There are many datasets out there. To figure out which datasets would fit your topic or interest it can help to ask questions about what your ideal dataset would look like:
- Who or what is being studied? (e.g, people, towns, countries, etc.)
- What about them is being studied? (e.g., people's height, towns' populations', countries' exports, etc.)
- Where? (e.g., people in Iowa, towns in Ethiopia, countries in Southern Asia)
- When? (e.g., the 1990's, the Middle Ages, during World War II, etc.)
- How often is the data collected? (e.g, once, or weekly, monthly, yearly, etc.) Note: in dataset speak this can involve some special jargon:
- Cross sectional data is collected at on particular point in time across a group of individuals (for instance, if you measured the height of 10 5th grade children on April 10th, 2022) (Jupp, 2011, p. 53).
- Longitudinal data is collected at multiple times across the same group of individuals (for instance, if you followed the same 10 from 5th grade to 6th grade and measured their heights every month) (Jupp, 2011, p. 165).
- Panel data is collected at multiple times across different groups of individuals (for instance, if every year you measured the height of 10 children from the incoming 5th grade class) (Jupp, 2011, p. 212 ).

DATA TO EXAMINE:
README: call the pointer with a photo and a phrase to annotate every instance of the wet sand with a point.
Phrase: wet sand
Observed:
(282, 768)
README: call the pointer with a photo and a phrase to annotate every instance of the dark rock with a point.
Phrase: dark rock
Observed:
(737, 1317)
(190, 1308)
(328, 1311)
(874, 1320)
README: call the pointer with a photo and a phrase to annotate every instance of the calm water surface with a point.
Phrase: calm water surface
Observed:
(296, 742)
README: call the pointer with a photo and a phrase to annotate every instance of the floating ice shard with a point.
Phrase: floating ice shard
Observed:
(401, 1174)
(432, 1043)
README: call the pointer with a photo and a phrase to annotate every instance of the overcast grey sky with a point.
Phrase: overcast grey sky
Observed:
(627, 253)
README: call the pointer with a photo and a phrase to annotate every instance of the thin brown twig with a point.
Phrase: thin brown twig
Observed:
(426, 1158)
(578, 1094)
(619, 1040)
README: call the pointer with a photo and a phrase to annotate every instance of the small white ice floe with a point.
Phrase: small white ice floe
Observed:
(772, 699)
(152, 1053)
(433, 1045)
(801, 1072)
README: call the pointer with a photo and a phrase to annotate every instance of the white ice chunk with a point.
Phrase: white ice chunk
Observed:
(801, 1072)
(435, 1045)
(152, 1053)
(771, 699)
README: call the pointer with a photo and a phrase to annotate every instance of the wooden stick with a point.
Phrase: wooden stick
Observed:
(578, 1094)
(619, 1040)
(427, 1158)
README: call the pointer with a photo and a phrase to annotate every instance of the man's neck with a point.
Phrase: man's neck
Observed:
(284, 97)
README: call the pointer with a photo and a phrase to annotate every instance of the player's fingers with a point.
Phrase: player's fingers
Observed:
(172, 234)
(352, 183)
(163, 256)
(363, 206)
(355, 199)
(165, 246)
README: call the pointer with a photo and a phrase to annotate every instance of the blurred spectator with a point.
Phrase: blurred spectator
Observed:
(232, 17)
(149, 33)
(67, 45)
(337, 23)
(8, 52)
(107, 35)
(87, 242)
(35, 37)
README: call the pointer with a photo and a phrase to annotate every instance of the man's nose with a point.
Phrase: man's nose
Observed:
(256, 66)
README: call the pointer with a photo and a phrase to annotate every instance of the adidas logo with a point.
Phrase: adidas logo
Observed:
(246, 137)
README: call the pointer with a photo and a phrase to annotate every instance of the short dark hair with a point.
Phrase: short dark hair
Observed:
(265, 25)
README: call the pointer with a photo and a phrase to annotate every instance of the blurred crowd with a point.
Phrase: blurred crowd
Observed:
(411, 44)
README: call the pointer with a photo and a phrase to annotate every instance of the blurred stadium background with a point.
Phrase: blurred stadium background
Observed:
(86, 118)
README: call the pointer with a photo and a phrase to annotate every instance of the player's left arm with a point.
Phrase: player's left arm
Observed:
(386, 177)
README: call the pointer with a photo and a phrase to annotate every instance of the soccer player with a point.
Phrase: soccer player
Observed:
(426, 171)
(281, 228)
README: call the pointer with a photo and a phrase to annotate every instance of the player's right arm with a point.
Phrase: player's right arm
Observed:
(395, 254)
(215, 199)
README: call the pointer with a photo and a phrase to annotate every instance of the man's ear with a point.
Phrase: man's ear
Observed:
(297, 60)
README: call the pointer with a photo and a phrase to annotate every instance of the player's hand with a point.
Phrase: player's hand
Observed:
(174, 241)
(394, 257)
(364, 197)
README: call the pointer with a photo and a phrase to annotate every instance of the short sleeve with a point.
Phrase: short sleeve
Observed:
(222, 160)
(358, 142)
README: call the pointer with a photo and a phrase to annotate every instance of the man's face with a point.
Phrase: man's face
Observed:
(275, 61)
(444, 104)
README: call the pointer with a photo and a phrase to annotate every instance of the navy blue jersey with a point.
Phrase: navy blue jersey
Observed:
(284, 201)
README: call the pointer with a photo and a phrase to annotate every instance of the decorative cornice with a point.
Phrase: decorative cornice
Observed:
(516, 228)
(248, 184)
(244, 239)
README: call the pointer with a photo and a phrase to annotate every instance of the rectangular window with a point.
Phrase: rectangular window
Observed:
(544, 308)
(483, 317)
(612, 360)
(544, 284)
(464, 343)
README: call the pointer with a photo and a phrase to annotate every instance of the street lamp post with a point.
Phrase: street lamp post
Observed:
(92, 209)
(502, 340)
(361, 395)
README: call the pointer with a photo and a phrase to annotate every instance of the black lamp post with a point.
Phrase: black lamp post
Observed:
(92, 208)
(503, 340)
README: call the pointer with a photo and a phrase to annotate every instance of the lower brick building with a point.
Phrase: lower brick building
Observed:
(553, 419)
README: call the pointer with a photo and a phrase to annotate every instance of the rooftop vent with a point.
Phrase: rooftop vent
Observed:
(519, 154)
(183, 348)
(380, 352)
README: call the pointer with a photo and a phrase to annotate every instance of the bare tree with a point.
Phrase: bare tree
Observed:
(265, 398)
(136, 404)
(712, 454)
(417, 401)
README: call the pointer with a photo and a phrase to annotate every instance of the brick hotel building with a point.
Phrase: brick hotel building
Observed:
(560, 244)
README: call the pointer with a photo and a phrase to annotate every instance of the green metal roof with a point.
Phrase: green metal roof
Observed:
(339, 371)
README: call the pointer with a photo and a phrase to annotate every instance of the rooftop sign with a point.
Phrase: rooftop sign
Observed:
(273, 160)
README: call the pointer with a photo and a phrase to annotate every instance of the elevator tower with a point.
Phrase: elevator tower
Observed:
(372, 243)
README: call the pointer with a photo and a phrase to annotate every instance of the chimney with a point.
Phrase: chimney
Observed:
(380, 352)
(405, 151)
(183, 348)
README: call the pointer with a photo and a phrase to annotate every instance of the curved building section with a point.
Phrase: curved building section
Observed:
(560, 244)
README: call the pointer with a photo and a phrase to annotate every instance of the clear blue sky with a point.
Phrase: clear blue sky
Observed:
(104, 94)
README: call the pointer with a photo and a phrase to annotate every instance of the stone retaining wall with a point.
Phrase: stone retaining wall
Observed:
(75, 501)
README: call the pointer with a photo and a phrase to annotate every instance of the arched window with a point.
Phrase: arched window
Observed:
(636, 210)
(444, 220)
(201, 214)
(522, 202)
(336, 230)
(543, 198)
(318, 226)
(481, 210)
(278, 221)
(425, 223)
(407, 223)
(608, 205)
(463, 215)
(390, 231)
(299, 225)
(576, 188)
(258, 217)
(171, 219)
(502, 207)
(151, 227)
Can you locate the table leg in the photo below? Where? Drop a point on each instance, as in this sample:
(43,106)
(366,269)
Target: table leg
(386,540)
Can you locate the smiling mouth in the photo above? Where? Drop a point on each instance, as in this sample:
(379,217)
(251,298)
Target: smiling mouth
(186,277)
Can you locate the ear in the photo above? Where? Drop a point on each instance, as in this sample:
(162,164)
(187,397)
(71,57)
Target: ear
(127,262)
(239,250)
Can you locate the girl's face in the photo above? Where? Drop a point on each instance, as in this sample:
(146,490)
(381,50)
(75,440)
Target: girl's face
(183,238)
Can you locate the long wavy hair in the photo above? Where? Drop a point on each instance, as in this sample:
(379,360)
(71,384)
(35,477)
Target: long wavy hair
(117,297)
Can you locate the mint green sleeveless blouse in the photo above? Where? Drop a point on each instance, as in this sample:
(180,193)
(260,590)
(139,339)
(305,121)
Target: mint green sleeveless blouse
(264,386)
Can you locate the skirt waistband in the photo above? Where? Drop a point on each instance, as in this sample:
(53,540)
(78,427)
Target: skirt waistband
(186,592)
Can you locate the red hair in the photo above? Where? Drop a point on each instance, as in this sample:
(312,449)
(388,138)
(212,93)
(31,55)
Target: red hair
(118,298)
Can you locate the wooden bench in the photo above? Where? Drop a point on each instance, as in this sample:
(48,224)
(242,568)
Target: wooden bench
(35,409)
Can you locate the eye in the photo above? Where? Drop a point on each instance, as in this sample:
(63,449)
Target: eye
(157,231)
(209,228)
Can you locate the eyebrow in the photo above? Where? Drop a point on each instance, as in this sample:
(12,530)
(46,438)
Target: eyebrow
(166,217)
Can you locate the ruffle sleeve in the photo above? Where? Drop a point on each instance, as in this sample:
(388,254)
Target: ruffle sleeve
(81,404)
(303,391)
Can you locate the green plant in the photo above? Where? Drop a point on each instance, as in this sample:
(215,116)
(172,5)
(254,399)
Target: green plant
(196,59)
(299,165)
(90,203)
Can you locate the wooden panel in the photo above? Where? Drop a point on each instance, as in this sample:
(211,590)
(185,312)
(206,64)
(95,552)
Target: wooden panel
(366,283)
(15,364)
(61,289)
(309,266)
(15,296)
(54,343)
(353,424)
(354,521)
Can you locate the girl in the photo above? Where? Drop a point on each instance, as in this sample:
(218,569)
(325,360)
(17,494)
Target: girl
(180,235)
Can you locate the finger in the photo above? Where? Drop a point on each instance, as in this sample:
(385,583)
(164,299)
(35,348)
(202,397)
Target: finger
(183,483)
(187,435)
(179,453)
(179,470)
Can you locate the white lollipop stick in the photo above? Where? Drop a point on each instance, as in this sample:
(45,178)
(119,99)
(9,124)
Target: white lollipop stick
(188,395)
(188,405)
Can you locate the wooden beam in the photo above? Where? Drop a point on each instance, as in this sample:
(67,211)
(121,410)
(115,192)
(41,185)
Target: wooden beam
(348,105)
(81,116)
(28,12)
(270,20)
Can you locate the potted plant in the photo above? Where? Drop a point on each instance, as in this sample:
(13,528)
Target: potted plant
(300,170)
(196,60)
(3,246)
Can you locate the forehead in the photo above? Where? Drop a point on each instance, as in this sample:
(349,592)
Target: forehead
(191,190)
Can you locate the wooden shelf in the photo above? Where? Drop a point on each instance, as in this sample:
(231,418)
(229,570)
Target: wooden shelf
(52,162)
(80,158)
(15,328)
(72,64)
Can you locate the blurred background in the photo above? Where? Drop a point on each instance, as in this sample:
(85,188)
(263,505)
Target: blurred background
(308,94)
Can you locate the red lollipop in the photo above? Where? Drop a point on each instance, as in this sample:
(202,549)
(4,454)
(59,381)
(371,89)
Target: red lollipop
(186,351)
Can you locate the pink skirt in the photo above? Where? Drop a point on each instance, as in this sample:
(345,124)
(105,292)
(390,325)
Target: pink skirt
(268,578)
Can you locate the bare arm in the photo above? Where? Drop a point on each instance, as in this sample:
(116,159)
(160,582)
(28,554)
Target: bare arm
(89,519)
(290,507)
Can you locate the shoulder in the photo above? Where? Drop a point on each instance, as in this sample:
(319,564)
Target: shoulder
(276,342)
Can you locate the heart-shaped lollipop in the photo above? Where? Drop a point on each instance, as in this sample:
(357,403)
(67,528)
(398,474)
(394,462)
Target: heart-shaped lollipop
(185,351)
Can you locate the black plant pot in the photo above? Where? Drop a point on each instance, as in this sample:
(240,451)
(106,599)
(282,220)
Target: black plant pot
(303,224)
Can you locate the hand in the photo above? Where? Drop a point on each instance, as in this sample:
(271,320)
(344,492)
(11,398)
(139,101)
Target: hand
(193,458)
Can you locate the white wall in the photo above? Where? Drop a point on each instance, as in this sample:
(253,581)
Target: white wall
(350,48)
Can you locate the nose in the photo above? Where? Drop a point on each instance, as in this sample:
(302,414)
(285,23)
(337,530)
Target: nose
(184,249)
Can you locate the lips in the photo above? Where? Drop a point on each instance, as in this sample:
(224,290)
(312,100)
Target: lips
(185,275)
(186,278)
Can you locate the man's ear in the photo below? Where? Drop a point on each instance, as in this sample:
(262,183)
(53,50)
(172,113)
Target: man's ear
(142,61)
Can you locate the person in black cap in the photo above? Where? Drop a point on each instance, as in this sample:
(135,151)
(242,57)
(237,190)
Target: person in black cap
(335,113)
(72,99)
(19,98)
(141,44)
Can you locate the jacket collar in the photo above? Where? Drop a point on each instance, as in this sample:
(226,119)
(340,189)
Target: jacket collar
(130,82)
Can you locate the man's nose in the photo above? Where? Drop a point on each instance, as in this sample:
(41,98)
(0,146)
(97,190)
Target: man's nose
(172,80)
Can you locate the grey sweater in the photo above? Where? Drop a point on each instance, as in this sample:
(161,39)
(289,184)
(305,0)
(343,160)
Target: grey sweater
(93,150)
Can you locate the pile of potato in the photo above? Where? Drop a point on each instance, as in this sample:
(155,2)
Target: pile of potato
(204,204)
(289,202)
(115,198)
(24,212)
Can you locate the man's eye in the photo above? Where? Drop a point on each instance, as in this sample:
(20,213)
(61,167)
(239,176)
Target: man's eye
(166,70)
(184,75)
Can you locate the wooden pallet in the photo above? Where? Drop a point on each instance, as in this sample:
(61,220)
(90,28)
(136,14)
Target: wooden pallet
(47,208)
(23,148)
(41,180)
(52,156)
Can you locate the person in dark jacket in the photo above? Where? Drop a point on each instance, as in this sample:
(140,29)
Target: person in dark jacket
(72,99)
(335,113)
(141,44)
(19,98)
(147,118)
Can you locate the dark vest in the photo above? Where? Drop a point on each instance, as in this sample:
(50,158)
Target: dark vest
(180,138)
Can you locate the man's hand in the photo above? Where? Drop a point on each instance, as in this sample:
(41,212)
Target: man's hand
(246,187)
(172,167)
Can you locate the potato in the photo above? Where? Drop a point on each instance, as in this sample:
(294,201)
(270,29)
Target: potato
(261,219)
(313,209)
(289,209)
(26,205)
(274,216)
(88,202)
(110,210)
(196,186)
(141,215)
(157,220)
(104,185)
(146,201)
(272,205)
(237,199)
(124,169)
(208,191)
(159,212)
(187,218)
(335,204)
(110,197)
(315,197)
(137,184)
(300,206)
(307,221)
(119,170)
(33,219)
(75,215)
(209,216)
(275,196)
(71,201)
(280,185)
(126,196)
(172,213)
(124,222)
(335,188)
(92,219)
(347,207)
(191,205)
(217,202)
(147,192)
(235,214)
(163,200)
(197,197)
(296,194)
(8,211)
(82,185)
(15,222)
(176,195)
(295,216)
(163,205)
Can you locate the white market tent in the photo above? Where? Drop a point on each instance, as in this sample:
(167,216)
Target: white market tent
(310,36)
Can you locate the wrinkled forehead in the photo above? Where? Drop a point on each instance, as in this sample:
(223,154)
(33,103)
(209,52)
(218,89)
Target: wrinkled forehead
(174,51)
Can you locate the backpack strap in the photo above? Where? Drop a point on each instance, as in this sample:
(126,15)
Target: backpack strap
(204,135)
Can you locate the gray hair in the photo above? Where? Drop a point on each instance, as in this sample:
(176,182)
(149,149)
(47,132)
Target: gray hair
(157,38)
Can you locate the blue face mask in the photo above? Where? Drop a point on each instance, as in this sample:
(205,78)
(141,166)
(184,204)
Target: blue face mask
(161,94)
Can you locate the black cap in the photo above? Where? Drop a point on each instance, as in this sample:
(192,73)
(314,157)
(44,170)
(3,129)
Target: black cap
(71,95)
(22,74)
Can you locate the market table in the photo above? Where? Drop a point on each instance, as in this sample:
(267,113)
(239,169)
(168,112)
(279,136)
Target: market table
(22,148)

AIM OF THE TASK:
According to the text on choosing datasets, how is panel data collected?

ANSWER AREA:
At multiple times across different groups of individuals.